Begin Given data
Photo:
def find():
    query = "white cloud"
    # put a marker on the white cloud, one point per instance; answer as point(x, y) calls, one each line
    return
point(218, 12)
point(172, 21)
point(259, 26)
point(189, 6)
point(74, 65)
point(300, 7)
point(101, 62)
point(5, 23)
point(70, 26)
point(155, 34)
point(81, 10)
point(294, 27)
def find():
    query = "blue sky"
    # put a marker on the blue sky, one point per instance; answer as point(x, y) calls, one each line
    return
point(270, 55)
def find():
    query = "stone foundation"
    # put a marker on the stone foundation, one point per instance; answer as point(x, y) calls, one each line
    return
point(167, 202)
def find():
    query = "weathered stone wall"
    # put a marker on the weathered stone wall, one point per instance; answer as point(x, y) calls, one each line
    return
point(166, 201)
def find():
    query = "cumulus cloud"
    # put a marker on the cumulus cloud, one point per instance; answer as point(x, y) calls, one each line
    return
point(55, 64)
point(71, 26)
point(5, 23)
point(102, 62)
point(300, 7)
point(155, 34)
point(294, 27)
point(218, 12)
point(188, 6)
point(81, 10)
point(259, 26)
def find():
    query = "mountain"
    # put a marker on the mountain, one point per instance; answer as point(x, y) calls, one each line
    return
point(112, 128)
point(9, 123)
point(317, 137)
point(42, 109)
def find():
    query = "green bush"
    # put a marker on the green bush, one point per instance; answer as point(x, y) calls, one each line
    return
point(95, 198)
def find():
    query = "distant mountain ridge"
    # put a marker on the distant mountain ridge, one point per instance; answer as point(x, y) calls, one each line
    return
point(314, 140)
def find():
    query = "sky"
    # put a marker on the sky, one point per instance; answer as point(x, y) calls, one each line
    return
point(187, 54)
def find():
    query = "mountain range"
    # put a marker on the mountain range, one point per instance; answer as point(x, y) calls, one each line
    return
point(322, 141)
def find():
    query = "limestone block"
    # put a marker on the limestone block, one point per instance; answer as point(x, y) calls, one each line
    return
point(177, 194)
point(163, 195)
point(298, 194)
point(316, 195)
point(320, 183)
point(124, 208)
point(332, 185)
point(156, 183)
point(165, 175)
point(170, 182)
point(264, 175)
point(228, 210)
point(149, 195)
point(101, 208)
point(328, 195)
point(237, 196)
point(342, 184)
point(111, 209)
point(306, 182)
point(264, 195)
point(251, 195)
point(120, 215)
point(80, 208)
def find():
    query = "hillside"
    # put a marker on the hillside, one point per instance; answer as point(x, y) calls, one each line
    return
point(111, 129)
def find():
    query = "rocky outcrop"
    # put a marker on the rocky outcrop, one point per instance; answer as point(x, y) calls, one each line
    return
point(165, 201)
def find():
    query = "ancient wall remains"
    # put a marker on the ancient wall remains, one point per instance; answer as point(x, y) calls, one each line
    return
End Given data
Task objective:
Rewrite every line of the items above, replacing each occurrence of "put a marker on" with "place a dot on" and changing nothing else.

Solution to this problem:
Photo:
def find():
    query = "white cloud"
    # place a dot on the white cloud, one point per instance; answer as point(x, y) calls, one each line
    return
point(218, 12)
point(172, 21)
point(259, 26)
point(189, 6)
point(74, 65)
point(300, 7)
point(101, 62)
point(5, 23)
point(70, 26)
point(155, 34)
point(81, 10)
point(294, 27)
def find():
    query = "blue sky"
    # place a dot on the blue sky, one point per instance; answer as point(x, y) calls, one each line
    return
point(270, 55)
def find():
    query = "stone foundation"
    # place a dot on the stone foundation, one point per instance; answer as point(x, y) calls, one each line
    return
point(167, 202)
def find():
    query = "weathered stone wall"
    # place a dot on the weathered stone wall, one point per instance; answer as point(x, y) calls, one each line
    return
point(166, 201)
def find():
    query = "cumulus cloud"
    # place a dot on the cumulus cloud, one point per instance; answer as point(x, y) calls, one each line
    return
point(55, 64)
point(71, 26)
point(5, 23)
point(102, 62)
point(300, 7)
point(155, 34)
point(294, 27)
point(218, 12)
point(188, 6)
point(81, 10)
point(259, 26)
def find():
    query = "mountain"
    # place a dot on the mountain, one point per instance; answer as point(x, y) calls, one each line
    return
point(112, 128)
point(9, 123)
point(317, 137)
point(42, 109)
def find():
    query = "green bush"
    # place a dot on the green bush, one point per instance; answer as point(x, y) calls, one each line
    return
point(95, 198)
def find():
    query = "distant mountain ridge"
    # place a dot on the distant mountain ridge, one point per instance; answer as point(x, y) calls, one each line
    return
point(314, 140)
def find():
    query = "sky"
    # place a dot on the sky, one point per instance; answer as point(x, y) calls, one each line
    return
point(187, 54)
def find():
    query = "mountain range"
    # place a dot on the mountain range, one point per instance; answer as point(x, y) calls, one each line
    return
point(322, 141)
def find():
    query = "limestone block"
    # place a dot on the limestone block, one point per instance; answer as point(x, y) calls, one each line
    return
point(177, 194)
point(163, 195)
point(298, 194)
point(316, 195)
point(320, 183)
point(124, 208)
point(332, 185)
point(156, 183)
point(165, 175)
point(170, 182)
point(264, 175)
point(228, 210)
point(149, 195)
point(101, 208)
point(328, 195)
point(237, 196)
point(342, 184)
point(111, 209)
point(306, 182)
point(264, 195)
point(251, 195)
point(120, 215)
point(80, 208)
def find():
    query = "hillside"
    # place a dot on the hillside, one point per instance; answer as point(x, y) calls, one each line
    return
point(111, 129)
def find():
    query = "rocky outcrop"
    # place a dot on the rocky outcrop, one point per instance; answer as point(x, y) calls, one each line
    return
point(165, 201)
def find():
    query = "ancient wall remains"
    # place a dot on the ancient wall remains, one point per instance; answer as point(x, y) calls, one each line
    return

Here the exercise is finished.